In Lie group land (where you're doing differential geometry), given a finite-dimensional Lie algebra g, you can find a faithful representation g → End(V) by Ado's theorem. Then you can take the group generated by the exponentiation of the image to get a Lie group G⊆GL(V) whose Lie algebra is g. I think this is correct, but please do tell me if there's a mistake.

This argument relies on the exponential map, which we don't have an the algebraic setting. Is there some other argument to show that any finite-dimensional Lie algebra g is the Lie algebra of some algebraic group (a closed subgroup of GL(V) cut out by polynomials)?
▬▬▬
- Work instructions:
1. Answer these about the Lie algebra question:
(a) Which theorem supplies a faithful representation g → End(V)?
(b) What does the argument rely on that is said to be missing in the algebraic setting?
(c) How does the text describe an algebraic group?
2. Please repeat everything in the Lie algebra question from "This argument relies" down to "out by polynomials)?".
3. Carry the question about Lie algebras and algebraic groups forward from its last sentence.
▬▬▬
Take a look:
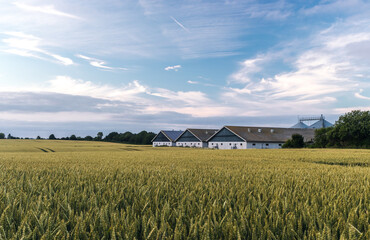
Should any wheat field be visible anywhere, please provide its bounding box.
[0,140,370,239]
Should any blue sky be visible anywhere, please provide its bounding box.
[0,0,370,137]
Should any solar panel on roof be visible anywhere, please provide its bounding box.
[162,131,183,141]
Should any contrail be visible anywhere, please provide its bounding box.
[171,16,190,33]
▬▬▬
- Outputs in order:
1.
(a) Ado's theorem.
(b) The exponential map.
(c) As a closed subgroup of GL(V) cut out by polynomials.

2.
This argument relies on the exponential map, which we don't have an the algebraic setting. Is there some other argument to show that any finite-dimensional Lie algebra g is the Lie algebra of some algebraic group (a closed subgroup of GL(V) cut out by polynomials)?

3.
Best Answer

A Lie subalgebra of $\mathfrak{gl}(n,k)$ which is the Lie algebra of an algebraic subgroup of $GL(n,k)$ is called an algebraic subalgebra. Apparently there are Lie subalgebras which are not algebraic, even in characteristic zero. If $\mathfrak{g}$ is the Lie algebra of an affine algebraic group then it must be ad-algebraic, ie. its image in $\operatorname{End}(\mathfrak{g})$ under the adjoint representation must be an algebraic subalgebra. An example of a non-ad-algebraic Lie algebra is given on pg. 385 of Lie Algebras and Algebraic Groups, by Tauvel and Yu.